+++ Исходный текст +++

В. И. Ленин писал:

«Пессимизм, непротивленство, апелляция к „Духу“ есть идеология, неизбежно появляющаяся в такую эпоху, когда весь старый строй „переворотился“ и когда масса, воспитанная в этом старом строе, с молоком матери впитавшая в себя начала, привычки, традиции, верования этого строя, не видит и не может видеть, каков „укладывающийся“ новый строй, какие общественные силы и как именно его „укладывают“, какие общественные силы способны принести избавление от неисчислимых, особенно острых бедствий, свойственных эпохам „ломки“»[60].

В статье «О голоде» Лев Толстой писал, что только любовь спасает людей от всяких бедствий. «Любовь же не может ограничиваться словами, а всегда выражается делами». Сводя концы, Толстой вычитывал в Евангелии, как сделать народ счастливым — «отдать из двух кусков и из двух одежд голодному». Он предлагал угнетателю поделиться с угнетенным. Но он не умел петь «тонким голосом». Рассказывая об угнетателях, которые роскошествуют за счет угнетенных, он говорил без обиняков, очень громко.

«Московские ведомости» писали про эту статью, что она является «открытою пропагандой к ниспровержению всего существующего во всем мире социального и экономического строя… Пропаганда графа есть пропаганда самого крайнего, самого разнузданного социализма, пред которым бледнеет даже наша подпольная пропаганда».

+++ Предоставленные данные +++

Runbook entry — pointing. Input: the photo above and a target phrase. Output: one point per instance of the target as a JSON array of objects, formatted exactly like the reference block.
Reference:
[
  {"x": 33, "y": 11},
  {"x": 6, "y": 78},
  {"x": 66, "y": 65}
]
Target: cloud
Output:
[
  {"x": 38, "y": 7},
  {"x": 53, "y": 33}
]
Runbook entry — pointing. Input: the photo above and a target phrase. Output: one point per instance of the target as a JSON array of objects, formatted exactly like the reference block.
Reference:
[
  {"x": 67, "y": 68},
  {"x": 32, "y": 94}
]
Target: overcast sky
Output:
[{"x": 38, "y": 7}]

+++

#### [Задание 1]
Ответьте на вопросы по тексту о Толстом:
(а) Как называется статья Льва Толстого, о которой идет речь?
(б) Что, по словам Толстого в этой статье, спасает людей от всяких бедствий?
(в) Какое издание назвало пропаганду графа пропагандой «самого крайнего, самого разнузданного социализма»?
#### [Задание 2]
Перечислите все, что, согласно приведенной в тексте о Толстом цитате из Ленина, масса впитала в себя с молоком матери.
#### [Задание 3]
Продолжите текст о Толстом, начав сразу после его последнего предложения.

#### [Результат выполнения 1]
(а) «О голоде».
(б) Только любовь.
(в) «Московские ведомости».

#### [Результат выполнения 2]
Начала, привычки, традиции, верования старого строя.

#### [Результат выполнения 3]
Перед тем как отправиться работать на голоде, Толстой послал к Ге паломника-гимназиста, искателя истины. Николай Николаевич произнес перед гимназистом зажигательную проповедь о всеобщей любви. Гимназист задал обычный вопрос:

— Как полюбить злого человека?

Ге воскликнул:

— Юноша, нет злых людей, а есть только глупые!

И объяснил:

— Вот палачу внушили, что он казнит худых людей, он и не знает, что хороших тоже казнит. А ведь в нем есть добро. Он любит свою мать, жену, детей. Головы же рубит не по злобе, а по глупости. Судью тоже так воспитали, вбили ему в голову, что революционеры, посягающие на жизнь царя и на низвержение существующего строя, самые ужасные, злые, вредные люди, и он не по злобе на них, а по уважению к «законам», которые считает правильными, выносит смертные приговоры.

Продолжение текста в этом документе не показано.